Task prompt
Write out the listing from the line with "one marker per instance, written like [208,15]" to the line with "one marker per instance, written like [116,188]", both lines included, exactly and nothing beyond. Leave pictures out.

Recorded data
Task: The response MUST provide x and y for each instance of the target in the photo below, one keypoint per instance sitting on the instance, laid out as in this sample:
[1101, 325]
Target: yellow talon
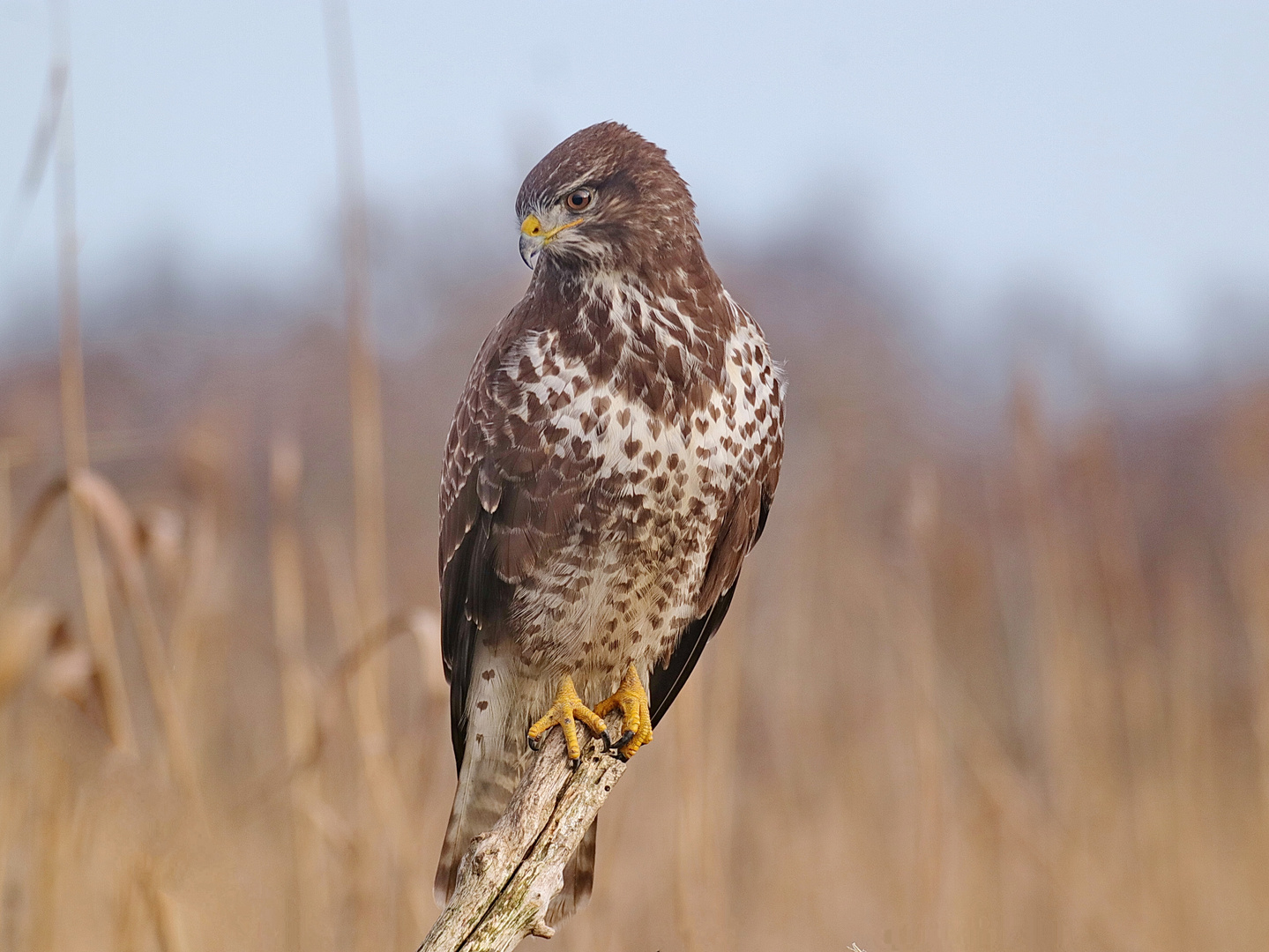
[567, 706]
[636, 719]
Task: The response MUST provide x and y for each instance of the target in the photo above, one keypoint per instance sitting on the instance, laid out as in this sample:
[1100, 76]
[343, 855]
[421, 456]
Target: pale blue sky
[1119, 147]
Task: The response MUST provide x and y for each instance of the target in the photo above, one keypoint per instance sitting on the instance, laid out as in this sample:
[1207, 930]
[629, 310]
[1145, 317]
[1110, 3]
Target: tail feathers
[485, 789]
[579, 877]
[579, 874]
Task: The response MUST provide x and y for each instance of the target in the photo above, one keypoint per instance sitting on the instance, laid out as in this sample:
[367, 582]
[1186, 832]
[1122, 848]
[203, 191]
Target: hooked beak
[534, 237]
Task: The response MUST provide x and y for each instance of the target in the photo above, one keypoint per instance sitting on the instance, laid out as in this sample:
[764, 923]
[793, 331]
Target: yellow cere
[532, 227]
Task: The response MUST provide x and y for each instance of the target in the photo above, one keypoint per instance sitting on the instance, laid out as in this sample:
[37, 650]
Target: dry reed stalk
[1066, 677]
[370, 549]
[928, 740]
[370, 729]
[165, 914]
[309, 926]
[26, 634]
[691, 886]
[203, 564]
[14, 453]
[101, 500]
[92, 572]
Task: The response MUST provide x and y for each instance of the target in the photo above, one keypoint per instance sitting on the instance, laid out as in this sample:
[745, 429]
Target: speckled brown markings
[610, 463]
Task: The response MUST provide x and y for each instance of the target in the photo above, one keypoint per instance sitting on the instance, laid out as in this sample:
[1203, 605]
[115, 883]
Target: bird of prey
[610, 463]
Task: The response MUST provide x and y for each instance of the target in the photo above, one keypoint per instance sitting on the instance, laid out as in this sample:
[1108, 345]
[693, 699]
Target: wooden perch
[511, 874]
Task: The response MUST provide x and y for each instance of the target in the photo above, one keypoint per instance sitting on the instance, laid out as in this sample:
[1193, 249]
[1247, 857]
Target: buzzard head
[606, 199]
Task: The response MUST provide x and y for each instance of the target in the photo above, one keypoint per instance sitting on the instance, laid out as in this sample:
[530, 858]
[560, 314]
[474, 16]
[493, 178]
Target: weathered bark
[511, 874]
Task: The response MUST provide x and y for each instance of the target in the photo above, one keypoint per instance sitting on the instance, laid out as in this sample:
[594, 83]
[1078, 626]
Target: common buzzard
[610, 463]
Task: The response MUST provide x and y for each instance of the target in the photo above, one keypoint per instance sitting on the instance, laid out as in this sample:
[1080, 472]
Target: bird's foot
[566, 711]
[631, 699]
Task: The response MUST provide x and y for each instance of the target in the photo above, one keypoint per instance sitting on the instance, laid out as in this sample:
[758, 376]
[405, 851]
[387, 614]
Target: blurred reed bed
[990, 686]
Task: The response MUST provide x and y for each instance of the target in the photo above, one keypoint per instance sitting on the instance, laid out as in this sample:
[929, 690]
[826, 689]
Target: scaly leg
[636, 719]
[566, 708]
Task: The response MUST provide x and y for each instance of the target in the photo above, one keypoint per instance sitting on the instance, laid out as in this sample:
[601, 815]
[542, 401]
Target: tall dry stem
[370, 547]
[92, 572]
[309, 925]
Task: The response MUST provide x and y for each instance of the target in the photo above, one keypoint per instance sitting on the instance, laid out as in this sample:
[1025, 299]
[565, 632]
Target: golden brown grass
[1000, 691]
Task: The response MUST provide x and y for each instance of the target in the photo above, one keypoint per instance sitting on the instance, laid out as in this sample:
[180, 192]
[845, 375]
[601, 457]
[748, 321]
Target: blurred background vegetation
[997, 677]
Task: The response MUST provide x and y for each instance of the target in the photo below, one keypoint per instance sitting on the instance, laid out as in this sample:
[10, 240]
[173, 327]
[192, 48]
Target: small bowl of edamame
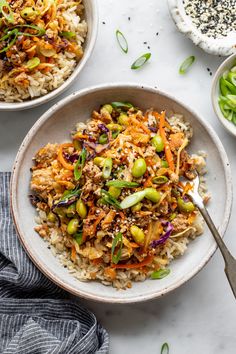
[223, 94]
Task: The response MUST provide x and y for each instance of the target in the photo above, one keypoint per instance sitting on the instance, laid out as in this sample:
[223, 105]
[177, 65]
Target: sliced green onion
[140, 61]
[107, 167]
[160, 180]
[79, 237]
[116, 257]
[7, 14]
[80, 164]
[109, 199]
[32, 63]
[160, 274]
[122, 41]
[67, 34]
[165, 348]
[122, 184]
[41, 31]
[125, 106]
[133, 199]
[13, 33]
[186, 64]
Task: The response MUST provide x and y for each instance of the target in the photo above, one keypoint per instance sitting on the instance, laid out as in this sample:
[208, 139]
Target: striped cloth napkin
[37, 317]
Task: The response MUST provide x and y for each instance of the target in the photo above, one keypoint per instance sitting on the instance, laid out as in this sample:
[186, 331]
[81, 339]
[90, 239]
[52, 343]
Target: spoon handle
[230, 262]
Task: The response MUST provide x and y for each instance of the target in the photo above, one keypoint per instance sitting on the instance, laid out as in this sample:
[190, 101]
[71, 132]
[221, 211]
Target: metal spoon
[230, 262]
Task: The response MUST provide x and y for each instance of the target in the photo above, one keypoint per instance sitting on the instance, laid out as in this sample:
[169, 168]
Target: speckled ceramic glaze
[215, 93]
[91, 16]
[217, 46]
[55, 126]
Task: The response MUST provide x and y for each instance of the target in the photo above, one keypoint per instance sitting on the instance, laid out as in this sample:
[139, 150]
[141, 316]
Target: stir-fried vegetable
[117, 241]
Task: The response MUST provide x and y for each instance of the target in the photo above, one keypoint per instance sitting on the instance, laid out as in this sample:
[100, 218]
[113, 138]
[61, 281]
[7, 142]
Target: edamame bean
[136, 207]
[107, 107]
[81, 208]
[107, 167]
[158, 142]
[152, 194]
[139, 168]
[51, 217]
[103, 138]
[138, 234]
[114, 191]
[99, 161]
[185, 207]
[160, 180]
[123, 119]
[72, 226]
[70, 212]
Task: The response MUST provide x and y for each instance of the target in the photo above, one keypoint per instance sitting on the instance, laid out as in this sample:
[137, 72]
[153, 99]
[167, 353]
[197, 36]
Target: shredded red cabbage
[103, 128]
[164, 238]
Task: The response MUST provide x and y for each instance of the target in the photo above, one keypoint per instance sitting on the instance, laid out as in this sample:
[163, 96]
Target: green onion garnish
[41, 31]
[6, 10]
[122, 184]
[109, 199]
[14, 34]
[79, 238]
[122, 41]
[140, 61]
[80, 164]
[121, 106]
[186, 64]
[165, 348]
[160, 274]
[116, 257]
[67, 34]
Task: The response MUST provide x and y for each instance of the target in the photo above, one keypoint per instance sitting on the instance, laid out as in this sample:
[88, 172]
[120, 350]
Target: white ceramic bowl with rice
[42, 85]
[78, 107]
[211, 25]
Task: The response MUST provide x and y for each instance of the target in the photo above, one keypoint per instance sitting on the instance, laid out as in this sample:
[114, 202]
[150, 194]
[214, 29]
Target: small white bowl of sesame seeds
[210, 24]
[218, 97]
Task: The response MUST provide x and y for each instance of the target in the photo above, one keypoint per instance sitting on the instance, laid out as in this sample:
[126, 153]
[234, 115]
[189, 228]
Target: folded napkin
[37, 317]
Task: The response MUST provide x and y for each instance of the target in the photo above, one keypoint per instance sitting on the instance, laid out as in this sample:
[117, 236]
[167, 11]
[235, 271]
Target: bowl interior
[226, 65]
[91, 17]
[224, 45]
[55, 126]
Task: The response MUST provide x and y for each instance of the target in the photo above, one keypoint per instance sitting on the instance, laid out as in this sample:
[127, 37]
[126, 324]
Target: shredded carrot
[168, 153]
[73, 253]
[61, 158]
[145, 262]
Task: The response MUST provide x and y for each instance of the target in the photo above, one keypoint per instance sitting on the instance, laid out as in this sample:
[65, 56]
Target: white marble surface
[200, 316]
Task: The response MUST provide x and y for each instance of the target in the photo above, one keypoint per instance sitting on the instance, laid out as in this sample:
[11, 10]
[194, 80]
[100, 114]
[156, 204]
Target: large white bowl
[55, 126]
[91, 17]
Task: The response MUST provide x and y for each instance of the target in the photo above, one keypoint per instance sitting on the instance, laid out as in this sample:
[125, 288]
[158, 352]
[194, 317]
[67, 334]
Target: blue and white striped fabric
[36, 317]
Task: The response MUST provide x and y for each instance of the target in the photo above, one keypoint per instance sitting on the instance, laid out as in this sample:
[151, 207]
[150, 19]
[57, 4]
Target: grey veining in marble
[200, 317]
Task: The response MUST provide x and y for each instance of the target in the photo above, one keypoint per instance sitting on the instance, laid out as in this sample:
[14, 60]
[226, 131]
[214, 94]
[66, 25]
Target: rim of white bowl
[215, 92]
[16, 106]
[218, 46]
[31, 253]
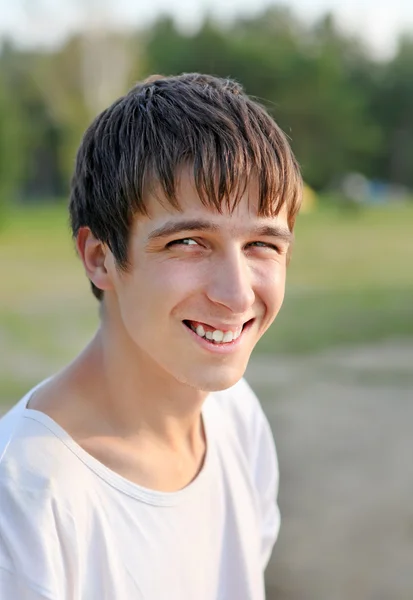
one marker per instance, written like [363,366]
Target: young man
[146,469]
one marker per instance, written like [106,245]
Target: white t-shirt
[72,529]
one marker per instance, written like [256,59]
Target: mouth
[218,337]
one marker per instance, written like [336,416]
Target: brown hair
[162,124]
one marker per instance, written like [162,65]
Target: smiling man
[146,468]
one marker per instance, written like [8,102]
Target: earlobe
[93,254]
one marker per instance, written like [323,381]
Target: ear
[95,256]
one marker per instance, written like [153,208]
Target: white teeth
[200,331]
[237,333]
[228,337]
[217,335]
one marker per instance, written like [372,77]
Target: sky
[48,22]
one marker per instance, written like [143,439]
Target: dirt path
[343,423]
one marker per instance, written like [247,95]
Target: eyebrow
[175,227]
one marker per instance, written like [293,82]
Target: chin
[215,380]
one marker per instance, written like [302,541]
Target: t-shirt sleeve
[264,463]
[13,587]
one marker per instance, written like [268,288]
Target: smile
[216,336]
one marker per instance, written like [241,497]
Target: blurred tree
[393,109]
[343,110]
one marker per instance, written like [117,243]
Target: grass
[349,282]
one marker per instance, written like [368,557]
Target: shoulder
[238,411]
[240,404]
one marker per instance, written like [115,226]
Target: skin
[133,398]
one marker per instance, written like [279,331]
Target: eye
[183,242]
[265,245]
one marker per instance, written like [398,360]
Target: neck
[134,395]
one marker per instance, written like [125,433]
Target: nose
[231,283]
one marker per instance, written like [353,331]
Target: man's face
[202,287]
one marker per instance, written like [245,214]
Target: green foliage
[345,286]
[343,110]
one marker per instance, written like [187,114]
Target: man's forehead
[189,204]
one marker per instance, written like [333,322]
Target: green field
[350,282]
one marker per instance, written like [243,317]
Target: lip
[226,348]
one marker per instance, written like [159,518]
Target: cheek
[157,290]
[270,286]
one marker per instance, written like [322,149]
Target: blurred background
[335,372]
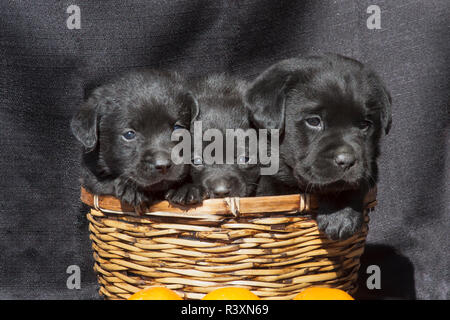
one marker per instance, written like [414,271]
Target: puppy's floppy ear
[265,97]
[189,110]
[84,126]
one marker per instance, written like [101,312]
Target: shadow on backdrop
[396,274]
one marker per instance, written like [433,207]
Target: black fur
[337,158]
[220,105]
[138,170]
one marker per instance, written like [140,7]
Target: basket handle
[237,206]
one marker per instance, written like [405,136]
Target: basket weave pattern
[273,254]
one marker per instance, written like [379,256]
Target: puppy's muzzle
[159,161]
[345,160]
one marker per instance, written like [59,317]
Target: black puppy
[220,106]
[125,127]
[331,112]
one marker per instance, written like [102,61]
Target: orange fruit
[231,293]
[155,293]
[317,293]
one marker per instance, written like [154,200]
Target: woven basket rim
[226,206]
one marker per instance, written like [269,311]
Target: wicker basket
[265,244]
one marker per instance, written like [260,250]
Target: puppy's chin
[155,181]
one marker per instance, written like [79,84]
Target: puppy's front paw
[129,193]
[187,194]
[341,224]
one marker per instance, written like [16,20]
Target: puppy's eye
[365,125]
[129,135]
[197,161]
[243,160]
[314,122]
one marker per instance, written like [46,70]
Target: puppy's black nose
[160,161]
[162,164]
[345,160]
[221,189]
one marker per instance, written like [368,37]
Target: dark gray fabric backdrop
[45,69]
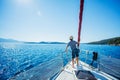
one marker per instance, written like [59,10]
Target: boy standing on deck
[75,51]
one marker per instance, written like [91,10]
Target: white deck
[69,73]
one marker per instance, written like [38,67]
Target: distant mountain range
[111,41]
[15,41]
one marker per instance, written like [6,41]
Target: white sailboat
[82,72]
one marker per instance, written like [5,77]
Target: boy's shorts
[75,53]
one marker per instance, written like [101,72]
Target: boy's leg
[77,60]
[73,62]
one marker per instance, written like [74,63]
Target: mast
[80,19]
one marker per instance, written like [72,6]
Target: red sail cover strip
[80,19]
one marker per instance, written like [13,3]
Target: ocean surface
[46,60]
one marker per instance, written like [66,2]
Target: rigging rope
[80,19]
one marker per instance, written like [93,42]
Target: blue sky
[56,20]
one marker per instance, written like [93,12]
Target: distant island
[112,41]
[15,41]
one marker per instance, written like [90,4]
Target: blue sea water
[16,58]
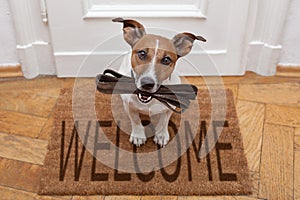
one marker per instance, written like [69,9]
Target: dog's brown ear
[183,42]
[133,30]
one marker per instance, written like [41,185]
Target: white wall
[8,54]
[290,55]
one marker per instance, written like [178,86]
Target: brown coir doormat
[119,168]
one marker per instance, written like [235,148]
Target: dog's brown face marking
[154,53]
[154,57]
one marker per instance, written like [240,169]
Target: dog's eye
[166,60]
[142,54]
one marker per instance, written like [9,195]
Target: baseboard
[288,71]
[11,71]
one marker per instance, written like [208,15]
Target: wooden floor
[268,110]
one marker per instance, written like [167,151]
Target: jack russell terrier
[151,63]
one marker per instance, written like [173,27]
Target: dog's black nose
[147,83]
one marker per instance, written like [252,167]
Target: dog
[151,63]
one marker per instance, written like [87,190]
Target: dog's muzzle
[178,96]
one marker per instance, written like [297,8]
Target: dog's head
[154,57]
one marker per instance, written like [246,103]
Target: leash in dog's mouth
[178,96]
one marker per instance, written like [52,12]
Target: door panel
[82,32]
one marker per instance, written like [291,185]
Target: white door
[85,41]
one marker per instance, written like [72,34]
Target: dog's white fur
[157,111]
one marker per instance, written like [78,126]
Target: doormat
[89,152]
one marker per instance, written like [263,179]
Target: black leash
[178,95]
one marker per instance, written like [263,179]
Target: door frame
[262,39]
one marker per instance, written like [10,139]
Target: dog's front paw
[161,139]
[138,136]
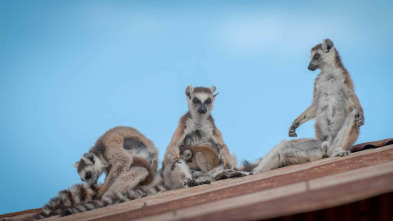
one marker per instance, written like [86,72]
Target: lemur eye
[195,100]
[88,175]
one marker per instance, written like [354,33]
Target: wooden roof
[290,190]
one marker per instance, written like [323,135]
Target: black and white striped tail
[106,201]
[74,195]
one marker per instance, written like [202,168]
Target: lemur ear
[327,45]
[89,158]
[189,90]
[213,89]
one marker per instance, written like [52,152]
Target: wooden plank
[312,170]
[332,195]
[309,201]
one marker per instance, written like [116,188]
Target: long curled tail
[74,195]
[118,197]
[106,201]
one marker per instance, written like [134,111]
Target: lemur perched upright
[336,109]
[130,161]
[196,127]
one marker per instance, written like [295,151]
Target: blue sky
[70,70]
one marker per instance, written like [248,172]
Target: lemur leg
[127,181]
[346,136]
[224,150]
[123,163]
[291,152]
[177,175]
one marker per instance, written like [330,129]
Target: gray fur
[290,153]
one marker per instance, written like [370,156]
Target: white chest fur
[197,131]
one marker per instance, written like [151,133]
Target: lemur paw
[192,183]
[341,153]
[359,119]
[187,154]
[292,129]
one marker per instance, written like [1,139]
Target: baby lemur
[201,157]
[336,109]
[196,127]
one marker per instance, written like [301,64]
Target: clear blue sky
[70,70]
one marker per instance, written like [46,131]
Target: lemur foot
[192,183]
[359,119]
[341,153]
[292,129]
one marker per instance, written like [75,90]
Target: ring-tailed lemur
[196,127]
[72,196]
[336,109]
[201,157]
[114,153]
[125,188]
[127,157]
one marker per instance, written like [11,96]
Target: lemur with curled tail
[70,197]
[336,109]
[196,127]
[129,160]
[127,187]
[114,153]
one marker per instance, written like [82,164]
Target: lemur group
[197,153]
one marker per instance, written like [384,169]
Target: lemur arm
[120,162]
[172,151]
[224,151]
[355,104]
[307,115]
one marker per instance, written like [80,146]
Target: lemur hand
[292,129]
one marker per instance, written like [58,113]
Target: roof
[296,189]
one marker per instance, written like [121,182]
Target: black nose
[202,110]
[312,67]
[88,175]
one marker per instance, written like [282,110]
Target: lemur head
[90,167]
[200,99]
[323,55]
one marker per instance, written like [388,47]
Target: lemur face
[90,167]
[321,55]
[200,99]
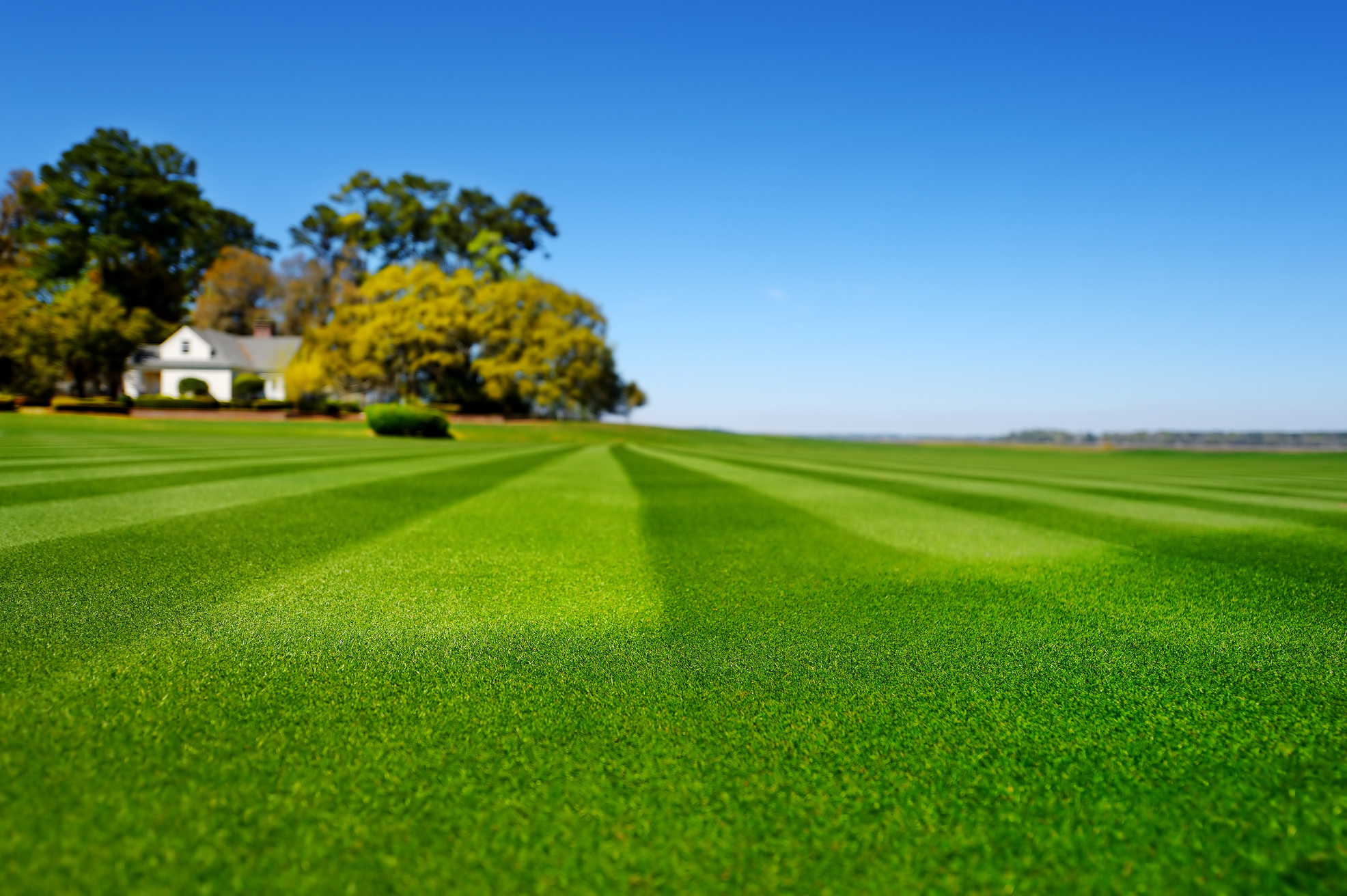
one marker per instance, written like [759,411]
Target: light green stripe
[45,520]
[162,468]
[558,546]
[1208,490]
[1143,511]
[904,523]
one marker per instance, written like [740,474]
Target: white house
[213,356]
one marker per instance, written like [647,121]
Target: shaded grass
[600,671]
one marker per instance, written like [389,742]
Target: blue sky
[911,219]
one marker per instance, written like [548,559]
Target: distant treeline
[1165,438]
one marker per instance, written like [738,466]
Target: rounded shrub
[402,419]
[191,386]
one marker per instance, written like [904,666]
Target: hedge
[88,406]
[182,404]
[402,419]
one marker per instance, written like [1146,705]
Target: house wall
[221,383]
[185,346]
[137,383]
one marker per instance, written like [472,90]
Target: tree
[546,347]
[14,214]
[310,292]
[238,289]
[413,219]
[137,214]
[516,346]
[404,328]
[94,335]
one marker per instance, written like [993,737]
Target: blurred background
[910,219]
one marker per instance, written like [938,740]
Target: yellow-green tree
[519,344]
[91,335]
[399,331]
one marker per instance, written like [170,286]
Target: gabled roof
[255,353]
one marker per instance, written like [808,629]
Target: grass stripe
[904,523]
[559,546]
[46,520]
[1124,508]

Result below
one marker per instance, written like [208,15]
Target: wooden floor
[268,110]
one marker per instance, written like [167,151]
Target: jack russell terrier
[151,63]
one marker per instance, written like [173,27]
Target: dog's black nose
[147,83]
one marker per instance, written like [252,167]
Target: dog
[151,63]
one marker per instance, written like [87,190]
Target: dog's muzzle
[178,96]
one marker per instance, written like [297,8]
Target: dog's head
[154,57]
one marker per instance, written like [246,103]
Target: leash in dog's mouth
[178,96]
one marker per instance, written like [52,12]
Target: door panel
[82,32]
one marker per instance, written like [291,185]
Target: white door
[85,41]
one marker per instance, written like [72,34]
Target: dog's white fur
[157,111]
one marker per instance, written like [78,126]
Target: doormat
[89,152]
one marker per instance, written like [263,179]
Target: black leash
[178,95]
one marker per instance, written like [263,179]
Target: door frame
[262,39]
one marker per instance, written like [10,139]
Target: dog's front paw
[161,139]
[138,136]
one marker per instance, written like [86,72]
Target: lemur eye
[195,100]
[88,175]
one marker per instance, written like [354,33]
Target: wooden roof
[290,190]
one marker per instance, written like [323,135]
Target: black and white striped tail
[106,201]
[74,195]
one marker per instance, written like [202,168]
Target: lemur ear
[327,45]
[89,158]
[189,90]
[213,89]
one marker per instance, written like [52,152]
Target: wooden plank
[312,170]
[332,195]
[309,201]
one marker per instance, written like [116,188]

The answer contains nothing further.